PROBLEM DETAILS :: Your job is to write out each record exactly, leaving none out.

━━━━━ RECORDS PROVIDED

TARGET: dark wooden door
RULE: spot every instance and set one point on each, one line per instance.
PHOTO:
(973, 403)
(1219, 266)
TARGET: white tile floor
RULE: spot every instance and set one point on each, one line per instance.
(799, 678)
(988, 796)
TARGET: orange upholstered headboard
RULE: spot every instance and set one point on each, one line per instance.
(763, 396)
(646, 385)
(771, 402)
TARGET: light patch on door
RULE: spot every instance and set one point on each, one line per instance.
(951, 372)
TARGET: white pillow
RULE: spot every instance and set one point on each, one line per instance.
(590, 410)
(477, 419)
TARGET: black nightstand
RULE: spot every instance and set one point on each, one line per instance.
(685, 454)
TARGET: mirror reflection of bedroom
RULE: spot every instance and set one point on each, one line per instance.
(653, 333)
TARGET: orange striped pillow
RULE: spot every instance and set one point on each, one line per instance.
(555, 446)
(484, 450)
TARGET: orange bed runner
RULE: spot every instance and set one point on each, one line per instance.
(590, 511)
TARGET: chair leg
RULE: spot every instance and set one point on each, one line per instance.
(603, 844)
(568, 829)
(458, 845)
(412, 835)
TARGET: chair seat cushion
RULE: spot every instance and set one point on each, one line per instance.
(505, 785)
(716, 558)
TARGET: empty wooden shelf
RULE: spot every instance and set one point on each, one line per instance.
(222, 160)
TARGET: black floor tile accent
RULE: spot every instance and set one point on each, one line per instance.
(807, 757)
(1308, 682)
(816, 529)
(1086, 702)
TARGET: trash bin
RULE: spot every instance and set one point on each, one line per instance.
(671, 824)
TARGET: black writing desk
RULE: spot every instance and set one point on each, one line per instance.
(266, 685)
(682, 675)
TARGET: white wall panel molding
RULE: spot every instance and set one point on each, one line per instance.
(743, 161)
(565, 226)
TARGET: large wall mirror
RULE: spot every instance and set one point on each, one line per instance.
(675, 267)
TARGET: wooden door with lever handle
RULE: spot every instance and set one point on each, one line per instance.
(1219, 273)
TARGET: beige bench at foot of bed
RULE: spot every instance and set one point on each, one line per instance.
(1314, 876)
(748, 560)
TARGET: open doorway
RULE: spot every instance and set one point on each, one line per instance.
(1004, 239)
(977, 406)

━━━━━━━━━━

REPLY TO THE TASK ::
TARGET: dark wooden door
RULE: spot every instance and set one point on each, one line per instance.
PHOTO:
(973, 403)
(1219, 266)
TARGET: white tile floor
RULE: spot every instance and set one point on each, one line per instance.
(799, 678)
(988, 796)
TARGET: orange upholstered headboard
RULE: spot every instance and set one point on each, one line per instance.
(763, 396)
(646, 385)
(771, 402)
TARGET: light patch on door
RULE: spot every instance and set one point on each, one line per instance.
(951, 372)
TARGET: white pillow
RULE: spot every instance and set one point on each, one line per instance.
(590, 410)
(477, 419)
TARGET: black nightstand
RULE: spot every instance and set one point on each, one line per instance.
(685, 454)
TARGET: mirror reflection of bedroom
RULE: spot every instance and set one point on each, one line per instance.
(653, 333)
TARGET: orange striped pillow
RULE: spot every instance and set one point on each, one line per instance.
(555, 446)
(484, 450)
TARGET: orange bed runner
RULE: spot every instance and set one point on each, one line per instance.
(590, 511)
TARGET: chair leg
RULE: spot every instance and set one point on each, one line per instance.
(603, 844)
(568, 829)
(458, 845)
(412, 835)
TARGET: chair seat cushion
RULE: spot every instance and set one point on each, one line per instance.
(505, 785)
(716, 558)
TARGET: empty wooden shelf
RULE: spot every instance and set one point on each, one line per instance.
(222, 160)
TARGET: black floor tile accent
RULE: spot every instance and set one point on each, one line per instance.
(807, 757)
(1308, 682)
(816, 529)
(1086, 702)
TARGET: trash bin
RULE: spot every instance and set one point on each, one line per instance.
(671, 824)
TARGET: black writing desk
RULE: spot every instance and set one point on each, one line per instance.
(266, 685)
(682, 675)
TARGET: white wall panel molding
RULE: spot every instance and set one point on each, one line per instance.
(743, 161)
(565, 226)
TARGET: large wall mirror
RULE: spot every instance and set one point on each, one line per instance.
(675, 267)
TARGET: wooden door with lever handle
RULE: spot every instance and set one point on each, one line per instance.
(1219, 273)
TARGET: beige bench at foot of bed
RULE: spot every instance and set one point on each, one line per instance.
(1314, 876)
(748, 560)
TARGET: open doorway
RULE: spot every instance and set one point on each, one line per instance.
(1004, 239)
(977, 406)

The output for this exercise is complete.